=== Data rows ===
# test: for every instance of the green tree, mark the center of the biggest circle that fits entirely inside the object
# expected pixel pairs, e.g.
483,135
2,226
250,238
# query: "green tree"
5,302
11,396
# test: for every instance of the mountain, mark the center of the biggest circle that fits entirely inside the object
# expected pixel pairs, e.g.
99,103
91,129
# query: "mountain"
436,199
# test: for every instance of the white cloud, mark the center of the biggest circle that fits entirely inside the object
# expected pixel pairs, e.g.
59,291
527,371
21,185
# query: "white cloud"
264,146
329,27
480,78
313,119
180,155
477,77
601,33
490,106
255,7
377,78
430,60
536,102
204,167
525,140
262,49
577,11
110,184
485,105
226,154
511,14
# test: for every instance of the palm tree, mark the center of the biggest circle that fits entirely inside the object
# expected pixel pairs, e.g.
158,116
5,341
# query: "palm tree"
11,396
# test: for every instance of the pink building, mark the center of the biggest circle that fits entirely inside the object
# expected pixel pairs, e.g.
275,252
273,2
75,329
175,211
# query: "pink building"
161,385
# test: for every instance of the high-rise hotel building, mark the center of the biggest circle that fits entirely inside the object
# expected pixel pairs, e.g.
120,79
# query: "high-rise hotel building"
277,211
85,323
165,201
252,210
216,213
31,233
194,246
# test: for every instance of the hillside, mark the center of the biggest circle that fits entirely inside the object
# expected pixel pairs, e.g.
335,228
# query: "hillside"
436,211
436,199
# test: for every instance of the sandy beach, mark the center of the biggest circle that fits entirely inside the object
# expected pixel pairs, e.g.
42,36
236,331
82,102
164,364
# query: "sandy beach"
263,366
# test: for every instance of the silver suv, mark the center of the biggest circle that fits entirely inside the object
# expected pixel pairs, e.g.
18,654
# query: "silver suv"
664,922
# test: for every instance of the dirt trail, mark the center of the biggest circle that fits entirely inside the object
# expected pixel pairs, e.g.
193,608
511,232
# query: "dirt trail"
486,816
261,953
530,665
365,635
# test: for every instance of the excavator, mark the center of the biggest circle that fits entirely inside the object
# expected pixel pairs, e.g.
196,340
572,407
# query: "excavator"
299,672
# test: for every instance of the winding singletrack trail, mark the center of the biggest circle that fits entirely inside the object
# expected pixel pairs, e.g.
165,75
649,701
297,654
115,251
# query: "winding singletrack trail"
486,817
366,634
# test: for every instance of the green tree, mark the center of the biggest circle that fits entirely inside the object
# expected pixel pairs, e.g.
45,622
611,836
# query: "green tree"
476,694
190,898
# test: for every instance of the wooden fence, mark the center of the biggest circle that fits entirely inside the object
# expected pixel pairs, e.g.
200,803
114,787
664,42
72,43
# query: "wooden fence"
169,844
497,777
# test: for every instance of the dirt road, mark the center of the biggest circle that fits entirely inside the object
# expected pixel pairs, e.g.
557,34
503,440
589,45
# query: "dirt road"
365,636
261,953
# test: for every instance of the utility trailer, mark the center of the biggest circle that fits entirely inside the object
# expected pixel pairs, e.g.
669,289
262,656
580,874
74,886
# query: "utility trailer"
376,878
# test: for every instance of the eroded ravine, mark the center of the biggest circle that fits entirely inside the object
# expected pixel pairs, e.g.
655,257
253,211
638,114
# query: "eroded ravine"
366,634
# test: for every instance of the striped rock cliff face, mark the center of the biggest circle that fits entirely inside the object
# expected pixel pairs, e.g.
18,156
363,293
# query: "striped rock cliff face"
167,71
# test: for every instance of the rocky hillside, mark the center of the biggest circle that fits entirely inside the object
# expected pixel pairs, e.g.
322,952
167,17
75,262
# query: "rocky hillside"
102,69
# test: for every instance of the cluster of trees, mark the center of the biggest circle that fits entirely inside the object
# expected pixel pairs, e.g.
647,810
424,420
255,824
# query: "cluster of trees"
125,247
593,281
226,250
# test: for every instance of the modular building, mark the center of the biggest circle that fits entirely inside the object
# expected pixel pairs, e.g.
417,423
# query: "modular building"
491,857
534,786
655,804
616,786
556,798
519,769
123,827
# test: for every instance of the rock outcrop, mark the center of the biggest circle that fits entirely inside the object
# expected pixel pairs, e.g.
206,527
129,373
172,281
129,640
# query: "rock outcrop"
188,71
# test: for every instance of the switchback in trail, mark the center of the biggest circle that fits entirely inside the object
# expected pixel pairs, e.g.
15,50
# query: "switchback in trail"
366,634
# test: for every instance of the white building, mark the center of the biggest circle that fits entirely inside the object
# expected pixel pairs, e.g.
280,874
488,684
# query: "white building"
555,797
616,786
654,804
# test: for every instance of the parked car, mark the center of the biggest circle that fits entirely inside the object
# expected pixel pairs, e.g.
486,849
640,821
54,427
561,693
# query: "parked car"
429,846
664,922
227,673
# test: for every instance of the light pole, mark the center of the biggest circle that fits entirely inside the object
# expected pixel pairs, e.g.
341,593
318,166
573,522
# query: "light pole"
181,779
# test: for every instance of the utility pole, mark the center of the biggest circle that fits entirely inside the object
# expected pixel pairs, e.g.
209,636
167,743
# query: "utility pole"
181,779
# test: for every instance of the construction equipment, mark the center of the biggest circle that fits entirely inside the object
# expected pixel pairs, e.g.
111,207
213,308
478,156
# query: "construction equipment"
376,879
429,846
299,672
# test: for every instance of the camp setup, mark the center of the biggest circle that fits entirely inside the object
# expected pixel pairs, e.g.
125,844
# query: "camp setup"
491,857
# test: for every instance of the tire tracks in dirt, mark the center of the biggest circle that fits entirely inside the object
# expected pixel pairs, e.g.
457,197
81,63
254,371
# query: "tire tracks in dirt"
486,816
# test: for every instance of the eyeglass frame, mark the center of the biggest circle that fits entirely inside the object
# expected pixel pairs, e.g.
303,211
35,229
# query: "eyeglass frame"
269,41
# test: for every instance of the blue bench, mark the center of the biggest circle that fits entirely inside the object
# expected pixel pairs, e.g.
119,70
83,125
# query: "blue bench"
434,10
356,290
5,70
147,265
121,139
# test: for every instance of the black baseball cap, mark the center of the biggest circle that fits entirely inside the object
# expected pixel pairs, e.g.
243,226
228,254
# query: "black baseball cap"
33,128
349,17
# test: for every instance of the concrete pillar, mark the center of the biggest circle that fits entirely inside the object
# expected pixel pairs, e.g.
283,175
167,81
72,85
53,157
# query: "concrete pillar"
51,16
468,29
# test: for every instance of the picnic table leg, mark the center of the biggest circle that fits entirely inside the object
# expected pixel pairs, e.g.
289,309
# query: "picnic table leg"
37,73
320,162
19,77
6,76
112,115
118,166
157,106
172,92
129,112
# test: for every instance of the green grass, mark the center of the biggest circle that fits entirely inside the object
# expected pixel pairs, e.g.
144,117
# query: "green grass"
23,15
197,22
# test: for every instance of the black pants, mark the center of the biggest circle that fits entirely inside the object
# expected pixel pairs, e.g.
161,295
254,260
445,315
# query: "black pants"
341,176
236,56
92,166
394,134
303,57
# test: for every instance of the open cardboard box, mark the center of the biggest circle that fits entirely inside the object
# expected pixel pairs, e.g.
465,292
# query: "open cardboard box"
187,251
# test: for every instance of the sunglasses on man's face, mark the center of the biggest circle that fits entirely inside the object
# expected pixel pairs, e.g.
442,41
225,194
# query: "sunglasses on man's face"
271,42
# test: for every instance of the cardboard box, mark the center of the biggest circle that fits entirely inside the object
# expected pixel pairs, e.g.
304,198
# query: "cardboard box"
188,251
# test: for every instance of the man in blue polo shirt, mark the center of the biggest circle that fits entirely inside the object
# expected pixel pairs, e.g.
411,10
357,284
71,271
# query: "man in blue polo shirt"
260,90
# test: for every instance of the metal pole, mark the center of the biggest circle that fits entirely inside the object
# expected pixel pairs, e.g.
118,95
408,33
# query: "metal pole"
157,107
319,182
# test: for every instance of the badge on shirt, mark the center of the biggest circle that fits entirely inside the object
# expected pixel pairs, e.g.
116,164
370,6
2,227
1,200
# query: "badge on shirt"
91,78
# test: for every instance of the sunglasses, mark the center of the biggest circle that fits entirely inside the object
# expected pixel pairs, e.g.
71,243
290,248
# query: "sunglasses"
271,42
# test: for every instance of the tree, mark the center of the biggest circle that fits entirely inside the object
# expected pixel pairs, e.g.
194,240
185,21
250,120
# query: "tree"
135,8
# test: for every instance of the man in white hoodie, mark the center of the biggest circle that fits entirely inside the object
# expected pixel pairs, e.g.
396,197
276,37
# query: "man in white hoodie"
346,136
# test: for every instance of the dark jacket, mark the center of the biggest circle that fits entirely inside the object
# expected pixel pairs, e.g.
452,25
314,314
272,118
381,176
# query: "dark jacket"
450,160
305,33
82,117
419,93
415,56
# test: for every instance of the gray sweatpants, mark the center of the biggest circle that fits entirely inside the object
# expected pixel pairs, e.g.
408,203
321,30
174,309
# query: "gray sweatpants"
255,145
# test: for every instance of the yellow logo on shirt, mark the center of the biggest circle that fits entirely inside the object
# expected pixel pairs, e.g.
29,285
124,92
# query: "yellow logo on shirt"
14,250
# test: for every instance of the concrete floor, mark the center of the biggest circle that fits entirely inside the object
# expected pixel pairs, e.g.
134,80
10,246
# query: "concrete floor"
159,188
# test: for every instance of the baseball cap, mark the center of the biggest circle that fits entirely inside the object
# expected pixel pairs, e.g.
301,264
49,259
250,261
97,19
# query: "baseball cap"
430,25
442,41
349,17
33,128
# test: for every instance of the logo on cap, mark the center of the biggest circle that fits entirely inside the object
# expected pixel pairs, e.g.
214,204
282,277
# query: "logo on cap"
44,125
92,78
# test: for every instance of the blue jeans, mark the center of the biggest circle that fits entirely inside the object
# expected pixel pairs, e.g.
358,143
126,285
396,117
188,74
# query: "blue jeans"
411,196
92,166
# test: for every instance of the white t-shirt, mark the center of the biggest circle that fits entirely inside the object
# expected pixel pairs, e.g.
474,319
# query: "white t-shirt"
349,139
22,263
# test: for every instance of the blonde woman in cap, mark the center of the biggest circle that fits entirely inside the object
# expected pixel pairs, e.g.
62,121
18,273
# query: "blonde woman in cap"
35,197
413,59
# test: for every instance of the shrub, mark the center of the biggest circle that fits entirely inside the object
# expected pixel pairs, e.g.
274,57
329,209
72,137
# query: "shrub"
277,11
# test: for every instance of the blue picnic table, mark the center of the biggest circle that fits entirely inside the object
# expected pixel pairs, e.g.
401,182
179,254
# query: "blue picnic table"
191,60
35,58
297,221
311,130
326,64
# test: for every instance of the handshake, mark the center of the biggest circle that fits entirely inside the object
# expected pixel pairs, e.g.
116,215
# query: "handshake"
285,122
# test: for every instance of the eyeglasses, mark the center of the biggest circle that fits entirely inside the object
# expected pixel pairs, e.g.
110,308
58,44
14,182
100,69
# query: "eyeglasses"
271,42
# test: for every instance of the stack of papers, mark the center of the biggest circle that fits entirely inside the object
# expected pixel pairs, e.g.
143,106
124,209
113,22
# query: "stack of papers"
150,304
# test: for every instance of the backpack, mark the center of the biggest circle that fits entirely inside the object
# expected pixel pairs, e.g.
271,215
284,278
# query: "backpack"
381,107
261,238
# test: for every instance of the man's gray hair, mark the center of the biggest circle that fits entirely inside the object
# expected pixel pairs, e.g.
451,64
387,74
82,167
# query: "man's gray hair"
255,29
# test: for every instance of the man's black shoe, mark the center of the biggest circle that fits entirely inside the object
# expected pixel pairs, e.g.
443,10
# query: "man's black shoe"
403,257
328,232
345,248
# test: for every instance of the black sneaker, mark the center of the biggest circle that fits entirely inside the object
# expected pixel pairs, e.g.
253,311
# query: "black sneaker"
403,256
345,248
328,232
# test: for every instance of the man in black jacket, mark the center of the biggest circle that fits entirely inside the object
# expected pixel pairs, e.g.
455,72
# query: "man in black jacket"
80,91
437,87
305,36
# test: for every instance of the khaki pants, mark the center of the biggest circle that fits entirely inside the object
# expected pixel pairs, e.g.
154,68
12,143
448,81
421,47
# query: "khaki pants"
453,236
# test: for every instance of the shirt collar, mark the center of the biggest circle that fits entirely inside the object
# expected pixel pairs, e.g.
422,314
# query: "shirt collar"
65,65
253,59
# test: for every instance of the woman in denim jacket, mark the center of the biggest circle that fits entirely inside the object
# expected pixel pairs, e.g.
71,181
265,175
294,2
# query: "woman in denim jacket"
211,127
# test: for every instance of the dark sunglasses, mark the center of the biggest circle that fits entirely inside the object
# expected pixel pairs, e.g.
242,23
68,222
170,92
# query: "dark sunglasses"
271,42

=== Stated task ===
Reproduce exactly the line containing "# test: for every instance of the khaki" and every line after it through the end of the records above, and nothing else.

=== Response ===
# test: for every instance of the khaki pants, mark the center of the biggest circle that fits entirely inside the object
# expected pixel pairs, e.g.
154,68
12,143
448,81
421,47
# query: "khaki pants"
453,236
# test: for every instance of the shirt collar, mark the center of the biggest circle that fits entirely inside the object
# expected pixel pairs, e.g.
422,314
# query: "shirt collar"
65,65
253,59
# test: for every instance of the woman in denim jacket, mark the center of the biggest circle that fits entirely inside the object
# expected pixel pairs, e.g.
71,181
265,175
294,2
# query: "woman in denim jacket"
211,127
# test: for every instance of the dark sunglasses, mark the center of the biggest circle that fits entirely inside the object
# expected pixel pairs, e.g.
242,23
68,222
170,92
# query: "dark sunglasses"
271,42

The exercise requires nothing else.